- [THE DATA]
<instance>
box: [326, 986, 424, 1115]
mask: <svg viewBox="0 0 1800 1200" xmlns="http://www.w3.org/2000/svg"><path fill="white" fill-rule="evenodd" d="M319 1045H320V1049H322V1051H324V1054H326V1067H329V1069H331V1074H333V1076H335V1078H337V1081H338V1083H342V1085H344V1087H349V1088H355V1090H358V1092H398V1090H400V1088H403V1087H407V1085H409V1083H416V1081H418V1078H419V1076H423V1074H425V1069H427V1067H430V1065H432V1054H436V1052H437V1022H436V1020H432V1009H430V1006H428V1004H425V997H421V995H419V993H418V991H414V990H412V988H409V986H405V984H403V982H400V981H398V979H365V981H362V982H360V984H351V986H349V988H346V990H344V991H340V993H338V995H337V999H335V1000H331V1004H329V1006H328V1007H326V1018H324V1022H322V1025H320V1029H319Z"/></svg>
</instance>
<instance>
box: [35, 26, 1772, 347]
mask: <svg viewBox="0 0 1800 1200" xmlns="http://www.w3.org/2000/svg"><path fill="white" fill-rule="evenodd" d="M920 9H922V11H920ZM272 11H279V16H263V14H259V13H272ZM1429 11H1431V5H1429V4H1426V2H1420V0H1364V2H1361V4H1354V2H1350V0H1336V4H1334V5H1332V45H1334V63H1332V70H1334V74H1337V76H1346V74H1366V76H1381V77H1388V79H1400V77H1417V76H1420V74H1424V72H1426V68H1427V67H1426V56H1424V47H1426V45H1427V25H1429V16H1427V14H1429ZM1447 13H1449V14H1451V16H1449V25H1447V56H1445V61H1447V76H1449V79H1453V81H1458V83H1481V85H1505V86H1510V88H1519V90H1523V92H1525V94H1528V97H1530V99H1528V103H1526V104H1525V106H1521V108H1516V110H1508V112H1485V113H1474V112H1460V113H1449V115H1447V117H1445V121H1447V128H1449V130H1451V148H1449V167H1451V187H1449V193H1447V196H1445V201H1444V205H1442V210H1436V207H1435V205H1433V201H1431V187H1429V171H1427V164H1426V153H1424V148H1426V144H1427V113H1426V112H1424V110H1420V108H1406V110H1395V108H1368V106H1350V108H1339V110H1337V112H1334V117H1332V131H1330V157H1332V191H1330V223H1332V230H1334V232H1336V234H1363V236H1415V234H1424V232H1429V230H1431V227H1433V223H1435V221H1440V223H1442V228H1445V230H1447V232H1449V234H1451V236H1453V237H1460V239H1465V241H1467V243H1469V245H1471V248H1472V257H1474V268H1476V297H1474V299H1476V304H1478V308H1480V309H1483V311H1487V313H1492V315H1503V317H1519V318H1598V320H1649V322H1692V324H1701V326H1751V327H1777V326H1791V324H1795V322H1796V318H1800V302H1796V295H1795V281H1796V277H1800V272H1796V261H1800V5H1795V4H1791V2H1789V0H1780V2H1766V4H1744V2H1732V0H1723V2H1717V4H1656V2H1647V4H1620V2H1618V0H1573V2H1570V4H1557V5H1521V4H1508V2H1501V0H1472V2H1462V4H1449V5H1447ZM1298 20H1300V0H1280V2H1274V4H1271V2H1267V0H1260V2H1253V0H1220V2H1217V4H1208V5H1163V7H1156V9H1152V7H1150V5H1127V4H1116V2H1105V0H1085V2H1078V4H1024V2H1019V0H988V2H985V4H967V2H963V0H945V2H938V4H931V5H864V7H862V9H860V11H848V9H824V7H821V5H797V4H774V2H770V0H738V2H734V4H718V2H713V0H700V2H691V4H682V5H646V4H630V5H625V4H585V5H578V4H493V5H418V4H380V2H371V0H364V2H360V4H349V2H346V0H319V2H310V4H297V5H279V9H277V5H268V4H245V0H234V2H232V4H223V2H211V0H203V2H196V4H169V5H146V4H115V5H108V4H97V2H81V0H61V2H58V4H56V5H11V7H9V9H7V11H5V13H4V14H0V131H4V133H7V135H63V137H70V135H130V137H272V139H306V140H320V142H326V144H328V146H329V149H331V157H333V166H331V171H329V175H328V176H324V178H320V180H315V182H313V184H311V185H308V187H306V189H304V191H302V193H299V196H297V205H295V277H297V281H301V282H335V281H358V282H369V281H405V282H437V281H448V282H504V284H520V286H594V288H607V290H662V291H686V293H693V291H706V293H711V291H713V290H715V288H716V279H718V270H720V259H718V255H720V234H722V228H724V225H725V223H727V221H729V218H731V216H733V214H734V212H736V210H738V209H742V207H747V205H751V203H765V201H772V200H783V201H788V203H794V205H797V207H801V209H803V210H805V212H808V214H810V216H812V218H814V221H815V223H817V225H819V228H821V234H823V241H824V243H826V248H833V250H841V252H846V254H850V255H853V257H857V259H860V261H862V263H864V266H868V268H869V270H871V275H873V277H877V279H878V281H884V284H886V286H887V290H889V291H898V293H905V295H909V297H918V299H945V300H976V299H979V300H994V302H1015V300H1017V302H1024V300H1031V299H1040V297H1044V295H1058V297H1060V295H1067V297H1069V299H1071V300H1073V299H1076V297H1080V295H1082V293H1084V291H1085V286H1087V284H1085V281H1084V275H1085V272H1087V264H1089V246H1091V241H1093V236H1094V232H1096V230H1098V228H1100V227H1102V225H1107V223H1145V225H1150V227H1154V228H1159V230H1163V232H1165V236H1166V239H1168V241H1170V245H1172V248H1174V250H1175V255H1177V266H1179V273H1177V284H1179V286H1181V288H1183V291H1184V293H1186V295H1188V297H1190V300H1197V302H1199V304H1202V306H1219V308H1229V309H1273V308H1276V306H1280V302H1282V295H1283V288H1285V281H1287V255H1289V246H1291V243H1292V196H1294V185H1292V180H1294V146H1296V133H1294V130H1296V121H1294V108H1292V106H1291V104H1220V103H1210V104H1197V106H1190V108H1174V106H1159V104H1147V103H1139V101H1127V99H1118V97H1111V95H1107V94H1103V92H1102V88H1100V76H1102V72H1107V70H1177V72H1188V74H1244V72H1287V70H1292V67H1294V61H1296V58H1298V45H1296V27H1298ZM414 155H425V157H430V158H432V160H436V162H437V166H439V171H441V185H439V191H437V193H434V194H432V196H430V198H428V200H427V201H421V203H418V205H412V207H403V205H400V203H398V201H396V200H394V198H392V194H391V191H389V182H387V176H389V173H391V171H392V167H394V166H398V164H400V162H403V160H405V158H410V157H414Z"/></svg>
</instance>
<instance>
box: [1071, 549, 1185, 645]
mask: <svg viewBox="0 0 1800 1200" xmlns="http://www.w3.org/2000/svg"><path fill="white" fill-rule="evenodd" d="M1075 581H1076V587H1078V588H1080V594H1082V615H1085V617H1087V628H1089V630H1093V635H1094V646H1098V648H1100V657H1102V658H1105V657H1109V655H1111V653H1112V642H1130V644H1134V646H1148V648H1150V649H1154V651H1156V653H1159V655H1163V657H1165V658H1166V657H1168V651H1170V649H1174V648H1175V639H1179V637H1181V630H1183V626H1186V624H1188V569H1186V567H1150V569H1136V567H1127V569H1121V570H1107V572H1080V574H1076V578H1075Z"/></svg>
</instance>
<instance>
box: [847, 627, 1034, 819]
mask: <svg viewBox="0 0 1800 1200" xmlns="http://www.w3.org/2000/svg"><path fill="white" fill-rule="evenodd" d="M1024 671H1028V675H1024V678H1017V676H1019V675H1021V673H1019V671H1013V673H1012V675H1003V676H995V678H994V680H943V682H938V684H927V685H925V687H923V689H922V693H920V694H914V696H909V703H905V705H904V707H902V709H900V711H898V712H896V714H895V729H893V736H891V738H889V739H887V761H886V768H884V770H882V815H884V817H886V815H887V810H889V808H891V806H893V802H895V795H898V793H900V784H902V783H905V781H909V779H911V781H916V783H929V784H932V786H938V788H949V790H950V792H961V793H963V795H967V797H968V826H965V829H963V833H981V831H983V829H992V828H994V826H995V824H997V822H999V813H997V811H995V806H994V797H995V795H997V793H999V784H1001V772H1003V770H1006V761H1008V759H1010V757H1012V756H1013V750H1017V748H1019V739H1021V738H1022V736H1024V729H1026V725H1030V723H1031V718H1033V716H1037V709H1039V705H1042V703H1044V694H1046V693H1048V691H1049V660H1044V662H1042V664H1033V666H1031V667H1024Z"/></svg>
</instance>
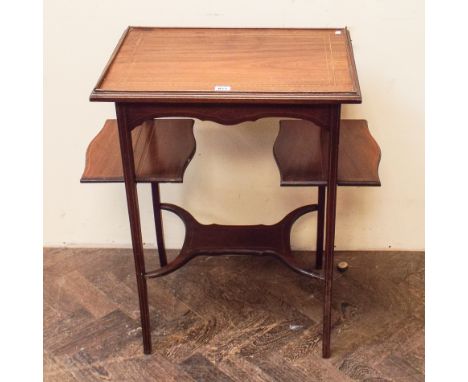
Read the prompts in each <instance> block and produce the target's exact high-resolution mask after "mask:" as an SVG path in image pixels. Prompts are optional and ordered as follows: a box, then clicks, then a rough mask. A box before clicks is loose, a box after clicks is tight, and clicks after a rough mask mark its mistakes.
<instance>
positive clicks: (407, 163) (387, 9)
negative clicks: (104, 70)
mask: <svg viewBox="0 0 468 382" xmlns="http://www.w3.org/2000/svg"><path fill="white" fill-rule="evenodd" d="M423 7H424V3H423V1H421V0H417V1H404V0H394V1H375V0H362V1H360V0H355V1H349V0H340V1H329V0H328V1H327V0H321V1H312V0H289V1H284V0H281V1H252V0H251V1H244V0H238V1H219V0H218V1H209V0H200V1H197V2H191V1H185V2H182V1H174V0H173V1H171V2H167V1H164V2H163V1H154V0H153V1H151V0H145V1H135V0H134V1H130V0H100V1H92V0H81V1H59V0H46V1H45V20H44V23H45V35H44V40H45V56H44V59H45V62H44V64H45V69H44V70H45V82H44V93H45V94H44V96H45V97H44V98H45V99H44V108H45V110H44V118H45V121H44V245H46V246H64V245H65V246H118V247H120V246H130V231H129V223H128V218H127V212H126V202H125V191H124V186H123V185H106V184H103V185H81V184H80V183H79V178H80V176H81V173H82V170H83V168H84V160H85V152H86V147H87V145H88V143H89V141H90V140H91V139H92V138H93V137H94V136H95V135H96V134H97V132H98V131H99V130H100V128H101V127H102V124H103V122H104V120H105V119H107V118H114V117H115V113H114V109H113V105H112V104H108V103H90V102H89V101H88V97H89V94H90V92H91V90H92V88H93V86H94V85H95V82H96V81H97V78H98V77H99V75H100V73H101V71H102V69H103V68H104V65H105V64H106V62H107V59H108V58H109V56H110V54H111V53H112V50H113V49H114V46H115V44H116V43H117V41H118V39H119V38H120V36H121V34H122V32H123V30H124V29H125V28H126V27H127V26H128V25H136V26H139V25H143V26H181V27H183V26H219V27H342V26H347V27H348V28H349V29H350V32H351V37H352V40H353V47H354V53H355V59H356V65H357V70H358V74H359V80H360V85H361V91H362V95H363V103H362V105H347V106H344V107H343V116H344V117H347V118H363V119H367V120H368V122H369V127H370V129H371V132H372V134H373V135H374V137H375V138H376V140H377V141H378V143H379V145H380V147H381V149H382V161H381V165H380V176H381V180H382V184H383V186H382V187H381V188H340V189H339V191H338V217H337V232H336V247H337V249H350V250H353V249H403V250H420V249H423V248H424V16H423V11H424V9H423ZM277 130H278V124H277V119H264V120H259V121H257V122H252V123H245V124H242V125H237V126H228V127H223V126H218V125H216V124H214V123H210V122H200V121H197V123H196V125H195V135H196V138H197V153H196V155H195V157H194V159H193V161H192V162H191V164H190V165H189V167H188V169H187V172H186V174H185V182H184V183H183V184H176V185H162V187H161V190H162V198H163V200H164V201H168V202H172V203H176V204H180V205H182V206H183V207H185V208H187V209H188V210H189V211H190V212H191V213H192V214H193V215H194V216H195V217H196V218H198V219H199V220H200V221H202V222H205V223H208V222H217V223H227V224H255V223H266V224H268V223H273V222H276V221H277V220H279V219H280V218H282V217H283V215H285V214H286V213H287V212H289V211H290V210H291V209H293V208H295V207H297V206H299V205H302V204H306V203H310V202H314V201H315V200H316V190H315V189H313V188H312V189H311V188H280V187H279V174H278V171H277V169H276V166H275V162H274V159H273V155H272V145H273V142H274V139H275V137H276V134H277ZM139 193H140V208H141V211H142V213H141V217H142V226H143V237H144V241H145V243H146V245H148V246H154V243H155V234H154V227H153V220H152V215H151V198H150V189H149V186H147V185H141V186H140V187H139ZM164 219H165V220H164V223H165V236H166V243H167V246H168V248H178V247H180V245H181V243H182V240H183V234H184V229H183V225H182V223H181V222H179V221H178V220H177V218H175V217H173V216H171V215H169V214H166V213H165V214H164ZM314 242H315V216H307V217H304V218H301V220H300V221H299V222H298V223H297V224H296V226H295V228H294V232H293V246H294V247H295V248H299V249H306V248H311V247H313V245H314Z"/></svg>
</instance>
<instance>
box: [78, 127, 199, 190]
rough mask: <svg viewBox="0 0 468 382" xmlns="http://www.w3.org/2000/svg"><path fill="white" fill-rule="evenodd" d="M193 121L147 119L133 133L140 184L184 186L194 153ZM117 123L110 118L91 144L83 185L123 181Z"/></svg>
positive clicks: (132, 131)
mask: <svg viewBox="0 0 468 382" xmlns="http://www.w3.org/2000/svg"><path fill="white" fill-rule="evenodd" d="M193 124H194V121H193V120H192V119H158V120H148V121H146V122H144V123H142V124H141V125H139V126H137V127H136V128H134V129H133V130H132V144H133V157H134V162H135V175H136V180H137V182H146V183H148V182H159V183H164V182H173V183H181V182H182V180H183V176H184V172H185V169H186V168H187V166H188V164H189V162H190V160H191V159H192V158H193V155H194V154H195V148H196V143H195V137H194V135H193ZM123 181H124V178H123V168H122V157H121V155H120V143H119V132H118V127H117V121H116V120H115V119H109V120H107V121H106V123H105V124H104V127H103V128H102V130H101V131H100V132H99V134H98V135H97V136H96V137H95V138H94V139H93V141H92V142H91V143H90V144H89V147H88V151H87V152H86V167H85V170H84V172H83V176H82V177H81V182H82V183H113V182H123Z"/></svg>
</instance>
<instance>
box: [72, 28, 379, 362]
mask: <svg viewBox="0 0 468 382" xmlns="http://www.w3.org/2000/svg"><path fill="white" fill-rule="evenodd" d="M90 99H91V101H101V102H114V103H115V108H116V116H117V118H116V119H114V120H108V121H106V122H105V124H104V127H103V129H102V130H101V132H100V133H99V134H98V135H97V136H96V138H95V139H94V140H93V141H92V142H91V143H90V145H89V147H88V151H87V154H86V167H85V171H84V173H83V176H82V178H81V181H82V182H83V183H107V182H123V183H125V189H126V194H127V207H128V214H129V220H130V228H131V238H132V246H133V255H134V261H135V271H136V279H137V286H138V296H139V303H140V314H141V325H142V335H143V348H144V352H145V353H146V354H150V353H151V329H150V319H149V309H148V297H147V280H148V279H151V278H155V277H160V276H163V275H166V274H168V273H170V272H173V271H175V270H177V269H178V268H180V267H181V266H183V265H184V264H186V263H187V262H188V261H190V259H192V258H194V257H196V256H199V255H203V256H209V255H212V256H215V255H222V254H232V255H235V254H239V255H271V256H275V257H277V258H279V259H280V260H281V261H282V262H283V263H284V264H285V265H287V266H289V267H290V268H291V269H293V270H294V271H296V272H298V273H299V274H302V275H305V276H307V277H312V278H315V279H318V280H321V281H323V287H324V288H323V295H324V300H323V337H322V338H323V340H322V352H323V357H329V356H330V334H331V298H332V282H333V273H334V272H333V269H334V261H333V252H334V238H335V216H336V193H337V186H379V185H380V180H379V176H378V172H377V171H378V165H379V161H380V149H379V147H378V145H377V143H376V142H375V140H374V139H373V138H372V136H371V135H370V132H369V129H368V127H367V122H366V121H364V120H341V119H340V114H341V105H342V104H345V103H360V102H361V93H360V89H359V83H358V77H357V72H356V67H355V63H354V58H353V51H352V46H351V39H350V35H349V31H348V30H347V29H343V28H334V29H254V28H251V29H250V28H249V29H228V28H146V27H129V28H128V29H127V30H126V31H125V32H124V34H123V36H122V38H121V39H120V41H119V43H118V45H117V47H116V48H115V50H114V53H113V54H112V56H111V58H110V60H109V62H108V64H107V66H106V67H105V69H104V71H103V74H102V75H101V77H100V79H99V80H98V83H97V85H96V86H95V88H94V90H93V91H92V94H91V97H90ZM264 117H285V118H288V119H287V120H282V121H281V122H280V130H279V134H278V137H277V139H276V142H275V144H274V148H273V154H274V157H275V160H276V163H277V165H278V169H279V172H280V176H281V186H303V187H318V202H317V203H311V204H309V205H306V206H302V207H300V208H298V209H296V210H294V211H292V212H291V213H289V214H288V215H286V216H285V217H284V218H283V219H282V220H281V221H280V222H278V223H276V224H273V225H218V224H210V225H205V224H201V223H199V222H198V221H197V220H196V219H195V218H194V217H193V216H192V215H191V214H190V213H189V212H188V211H186V210H184V209H182V208H181V207H179V206H176V205H173V204H168V203H162V202H161V198H160V193H159V184H160V183H164V182H182V181H183V175H184V172H185V169H186V168H187V165H188V164H189V162H190V160H191V158H192V157H193V155H194V153H195V150H196V143H195V138H194V135H193V124H194V121H193V120H192V119H189V118H197V119H199V120H209V121H214V122H217V123H220V124H223V125H233V124H238V123H241V122H244V121H255V120H257V119H259V118H264ZM138 182H147V183H151V191H152V198H153V212H154V220H155V226H156V241H157V245H158V254H159V260H160V265H161V267H160V268H158V269H151V270H147V269H146V267H145V262H144V257H143V242H142V234H141V225H140V212H139V207H138V195H137V183H138ZM161 210H168V211H171V212H173V213H175V214H176V215H177V216H179V217H180V218H181V219H182V221H183V222H184V224H185V226H186V237H185V241H184V244H183V247H182V249H181V251H180V253H179V255H178V256H177V257H176V258H175V259H174V260H172V261H170V262H168V261H167V257H166V252H165V246H164V235H163V225H162V219H161ZM313 211H317V213H318V224H317V248H316V258H315V264H314V265H312V264H311V266H310V267H305V268H304V267H303V266H301V265H300V264H299V263H298V262H297V261H296V259H295V257H294V255H293V254H292V252H291V247H290V231H291V227H292V225H293V223H294V222H295V221H296V220H297V219H298V218H299V217H300V216H302V215H304V214H306V213H309V212H313ZM324 238H325V248H324V243H323V241H324ZM322 258H324V261H323V266H322Z"/></svg>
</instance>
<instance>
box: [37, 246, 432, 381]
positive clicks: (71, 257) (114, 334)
mask: <svg viewBox="0 0 468 382" xmlns="http://www.w3.org/2000/svg"><path fill="white" fill-rule="evenodd" d="M175 255H176V253H175V252H174V251H169V257H174V256H175ZM145 256H146V257H147V269H148V270H150V269H154V268H157V267H158V265H157V264H158V262H157V259H156V256H155V253H154V251H149V250H148V251H147V253H145ZM295 256H298V257H300V258H301V261H311V262H312V261H313V253H311V252H297V253H296V254H295ZM336 258H337V260H346V261H347V262H348V263H349V270H348V271H347V272H346V273H345V274H344V275H343V276H342V277H340V278H339V279H337V280H335V283H334V289H333V315H332V317H333V331H332V357H331V358H330V359H328V360H324V359H322V358H321V314H322V310H321V298H322V297H321V296H322V292H321V285H320V283H319V282H317V281H314V280H310V279H308V278H306V277H303V276H300V275H298V274H296V273H294V272H292V271H291V270H289V269H288V268H286V267H284V265H282V264H281V263H280V262H279V261H277V260H275V259H273V258H266V257H265V258H262V257H241V256H224V257H217V258H203V257H200V258H196V259H194V260H192V261H191V262H190V263H189V264H188V265H187V266H185V267H184V268H182V269H180V270H178V271H176V272H175V273H173V274H171V275H168V276H165V277H163V278H160V279H155V280H150V281H149V286H148V288H149V303H150V314H151V325H152V341H153V349H154V352H153V354H152V355H150V356H144V355H143V352H142V346H141V328H140V322H139V312H138V300H137V294H136V282H135V276H134V266H133V258H132V254H131V250H127V249H80V248H73V249H60V248H45V249H44V380H46V381H102V380H111V381H262V382H264V381H268V382H271V381H288V382H294V381H301V382H302V381H423V380H424V253H421V252H338V253H337V254H336Z"/></svg>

- [AIM OF THE TASK] Copy the entries from the start through the line that contains "box: [35, 26, 1772, 347]", swapping "instance" for "object" and leaving everything else unchanged. Give only those lines.

- [ANSWER BOX]
<object>
box: [326, 986, 424, 1115]
mask: <svg viewBox="0 0 1800 1200" xmlns="http://www.w3.org/2000/svg"><path fill="white" fill-rule="evenodd" d="M319 1045H320V1049H322V1051H324V1054H326V1067H329V1069H331V1074H333V1076H335V1078H337V1081H338V1083H342V1085H344V1087H349V1088H355V1090H358V1092H398V1090H400V1088H403V1087H407V1085H409V1083H416V1081H418V1078H419V1076H423V1074H425V1069H427V1067H430V1065H432V1054H436V1052H437V1022H436V1020H432V1009H430V1006H428V1004H425V997H421V995H419V993H418V991H414V990H412V988H409V986H405V984H403V982H400V981H398V979H365V981H362V982H360V984H351V986H349V988H346V990H344V991H340V993H338V995H337V999H335V1000H331V1004H329V1006H328V1007H326V1018H324V1022H322V1025H320V1029H319Z"/></svg>
</object>
<object>
box: [35, 26, 1772, 347]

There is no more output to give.